- EXERCISE DESCRIPTION
Only the text of the entries below should be returned, exactly as given, without pictures.
++++ DATA ++++
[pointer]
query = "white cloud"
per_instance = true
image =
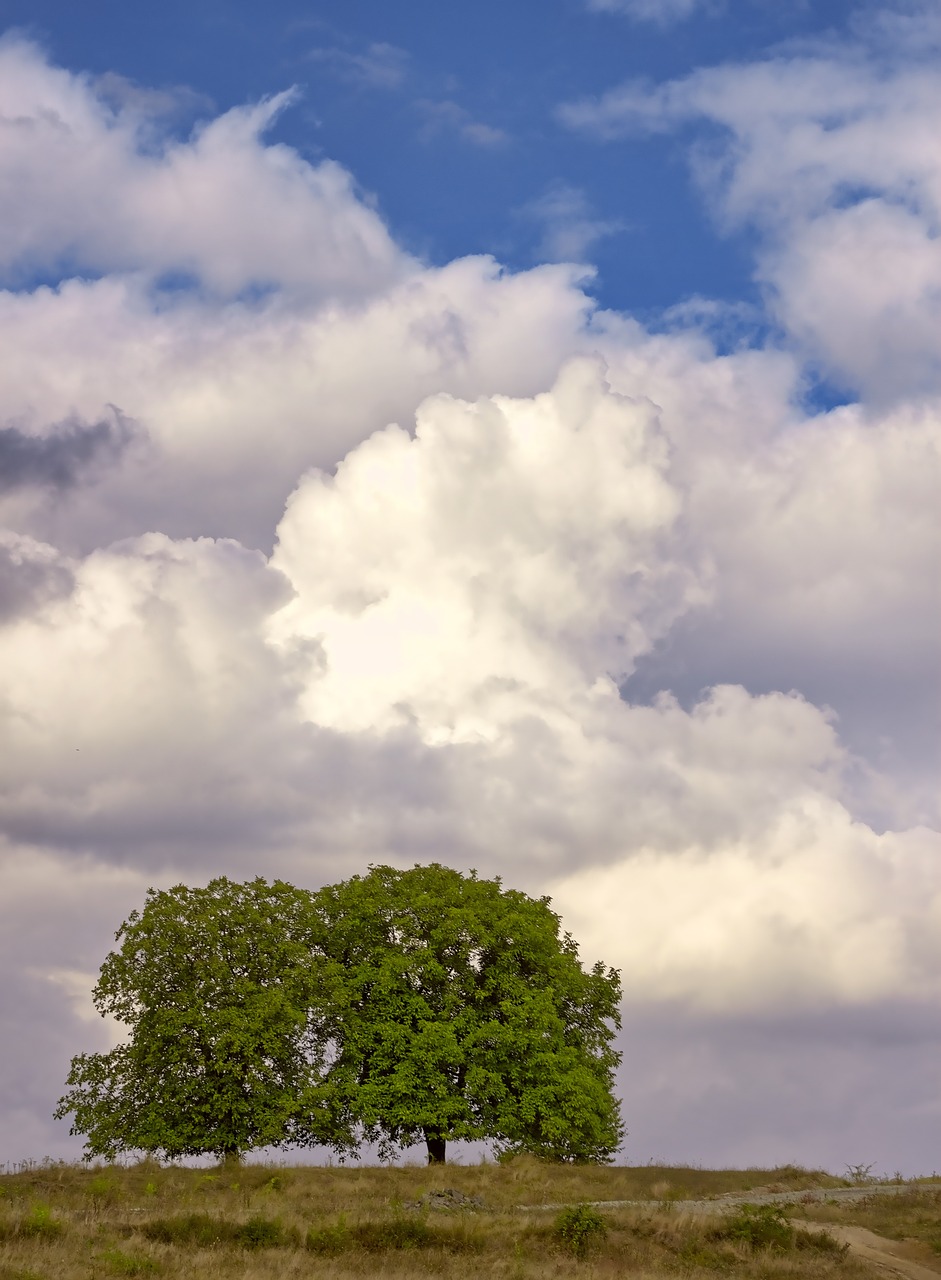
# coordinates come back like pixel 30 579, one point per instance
pixel 444 117
pixel 426 666
pixel 233 402
pixel 382 65
pixel 78 187
pixel 571 227
pixel 832 156
pixel 662 13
++++
- SOLUTION TO THIS PROBLEM
[pointer]
query = "white cloud"
per_instance = true
image =
# coordinates come back like pixel 30 579, one point per instance
pixel 444 117
pixel 426 666
pixel 233 402
pixel 382 65
pixel 78 187
pixel 571 227
pixel 832 156
pixel 662 13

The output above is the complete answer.